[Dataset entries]
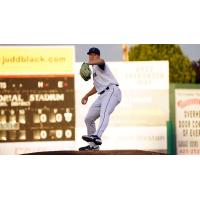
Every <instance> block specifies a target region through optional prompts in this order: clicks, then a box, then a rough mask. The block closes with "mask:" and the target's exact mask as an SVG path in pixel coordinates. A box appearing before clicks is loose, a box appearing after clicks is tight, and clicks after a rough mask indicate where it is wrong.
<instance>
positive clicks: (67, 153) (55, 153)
mask: <svg viewBox="0 0 200 200" xmlns="http://www.w3.org/2000/svg"><path fill="white" fill-rule="evenodd" d="M23 155H165V154H163V153H158V152H153V151H142V150H100V151H45V152H34V153H29V154H23Z"/></svg>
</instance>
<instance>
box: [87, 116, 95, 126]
mask: <svg viewBox="0 0 200 200" xmlns="http://www.w3.org/2000/svg"><path fill="white" fill-rule="evenodd" d="M93 121H94V119H93V118H92V117H91V116H89V115H87V116H86V117H85V123H86V124H90V123H91V122H93Z"/></svg>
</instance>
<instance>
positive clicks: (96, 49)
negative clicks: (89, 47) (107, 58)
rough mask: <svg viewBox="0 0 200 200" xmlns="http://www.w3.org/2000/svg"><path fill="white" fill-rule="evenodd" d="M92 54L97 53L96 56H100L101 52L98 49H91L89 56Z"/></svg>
mask: <svg viewBox="0 0 200 200" xmlns="http://www.w3.org/2000/svg"><path fill="white" fill-rule="evenodd" d="M91 53H95V54H97V55H99V56H100V50H99V49H98V48H96V47H92V48H90V49H89V51H88V52H87V54H88V55H89V54H91Z"/></svg>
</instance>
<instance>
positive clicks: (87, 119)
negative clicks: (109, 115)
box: [85, 99, 100, 135]
mask: <svg viewBox="0 0 200 200" xmlns="http://www.w3.org/2000/svg"><path fill="white" fill-rule="evenodd" d="M99 116H100V102H99V100H98V99H97V100H96V101H95V102H94V103H93V104H92V106H91V107H90V109H89V111H88V113H87V115H86V117H85V124H86V127H87V134H88V135H92V134H94V133H95V132H96V125H95V120H96V119H97V118H99Z"/></svg>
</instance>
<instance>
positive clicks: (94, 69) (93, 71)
mask: <svg viewBox="0 0 200 200" xmlns="http://www.w3.org/2000/svg"><path fill="white" fill-rule="evenodd" d="M92 71H93V84H94V86H95V88H96V90H97V93H100V92H101V91H103V90H105V89H106V88H107V87H108V86H110V85H114V84H118V82H117V80H116V78H115V77H114V75H113V74H112V72H111V71H110V69H109V67H108V65H107V64H105V68H104V70H103V69H101V68H100V67H99V66H98V65H93V66H92Z"/></svg>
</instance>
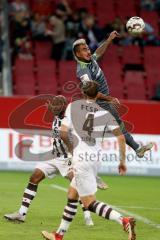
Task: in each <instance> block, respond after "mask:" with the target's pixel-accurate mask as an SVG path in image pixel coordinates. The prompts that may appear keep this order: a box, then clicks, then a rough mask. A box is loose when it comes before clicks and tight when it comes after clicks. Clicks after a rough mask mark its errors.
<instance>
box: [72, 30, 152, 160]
mask: <svg viewBox="0 0 160 240" xmlns="http://www.w3.org/2000/svg"><path fill="white" fill-rule="evenodd" d="M116 37H119V34H118V33H117V32H116V31H113V32H112V33H111V34H110V36H109V37H108V39H106V40H105V41H104V42H103V43H102V44H101V45H100V46H99V47H98V48H97V49H96V51H95V52H94V54H93V55H92V54H91V51H90V49H89V47H88V45H87V43H86V41H85V39H78V40H76V41H75V42H74V43H73V53H74V56H75V59H76V61H77V78H78V79H79V80H80V82H82V83H83V84H85V83H87V82H88V81H91V80H94V81H96V82H97V83H98V91H99V93H98V95H97V98H98V100H97V103H98V104H99V105H100V106H101V107H102V108H104V109H105V110H108V111H109V112H110V113H111V114H112V115H113V116H114V117H115V119H116V120H117V122H118V124H119V126H120V127H121V130H122V132H123V134H124V136H125V140H126V144H128V145H129V146H130V147H131V148H132V149H133V150H134V151H135V152H136V154H137V156H138V157H140V158H142V157H143V156H144V154H145V152H146V151H148V150H150V149H151V148H152V147H153V144H152V143H149V144H147V145H145V146H140V145H139V144H138V143H137V142H136V141H135V140H134V139H133V137H132V136H131V134H130V133H129V132H128V131H127V129H126V128H125V125H124V123H123V121H122V120H121V118H120V116H119V114H118V112H117V110H116V107H118V105H119V101H118V99H117V98H115V97H112V96H111V95H110V93H109V86H108V84H107V79H106V77H105V76H104V73H103V71H102V69H101V68H100V66H99V64H98V62H97V61H98V59H100V58H101V57H102V56H103V55H104V53H105V51H106V49H107V47H108V46H109V45H110V44H111V43H112V40H113V39H114V38H116ZM115 71H116V69H115Z"/></svg>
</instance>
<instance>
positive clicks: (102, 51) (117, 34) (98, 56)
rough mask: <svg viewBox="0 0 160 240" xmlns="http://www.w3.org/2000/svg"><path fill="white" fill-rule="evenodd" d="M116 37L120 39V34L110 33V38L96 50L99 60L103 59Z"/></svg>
mask: <svg viewBox="0 0 160 240" xmlns="http://www.w3.org/2000/svg"><path fill="white" fill-rule="evenodd" d="M116 37H120V35H119V33H118V32H116V31H113V32H111V33H110V35H109V37H108V38H107V39H106V40H105V41H104V42H103V43H102V44H101V45H100V46H99V47H98V48H97V49H96V51H95V53H96V55H97V58H101V57H102V56H103V54H104V53H105V51H106V49H107V48H108V46H109V45H110V44H111V43H112V41H113V39H115V38H116Z"/></svg>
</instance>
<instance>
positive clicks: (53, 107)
mask: <svg viewBox="0 0 160 240" xmlns="http://www.w3.org/2000/svg"><path fill="white" fill-rule="evenodd" d="M66 107H67V99H66V98H65V97H64V96H63V95H58V96H55V97H53V99H52V100H51V101H50V102H49V104H48V109H49V110H50V111H51V112H52V113H53V114H54V116H61V115H62V114H63V113H64V112H65V110H66Z"/></svg>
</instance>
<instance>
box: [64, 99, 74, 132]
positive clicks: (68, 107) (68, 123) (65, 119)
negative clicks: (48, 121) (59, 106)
mask: <svg viewBox="0 0 160 240" xmlns="http://www.w3.org/2000/svg"><path fill="white" fill-rule="evenodd" d="M62 125H65V126H66V127H68V128H69V129H72V125H73V124H72V117H71V103H70V104H69V105H68V106H67V108H66V111H65V115H64V118H63V120H62Z"/></svg>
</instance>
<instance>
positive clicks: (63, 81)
mask: <svg viewBox="0 0 160 240" xmlns="http://www.w3.org/2000/svg"><path fill="white" fill-rule="evenodd" d="M59 80H60V84H61V87H63V86H64V84H66V83H67V82H68V81H72V82H74V83H75V82H76V83H77V82H78V81H77V77H76V63H75V61H61V62H60V64H59Z"/></svg>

• **Task directions**: Where a line of the data contains "this", copy that line.

• **Result of the exercise**:
Every <instance> block specifies a target region through optional prompts in this order: clicks, then a box, then a rough mask. The block closes with "mask:" and the target's exact mask as an SVG path in pixel coordinates. A box appearing before clicks is loose, a box appearing after clicks is tight, and clicks after a rough mask indicate where it is wrong.
Task: in each <instance> block, respond after "mask:" with the target's pixel-accurate mask as an SVG path in image pixel coordinates. The prompts that may appear keep this order: a box, then clicks, then a rough mask. A box is loose when it comes before clicks and tight when it comes after clicks. Clicks after a rough mask mark its errors.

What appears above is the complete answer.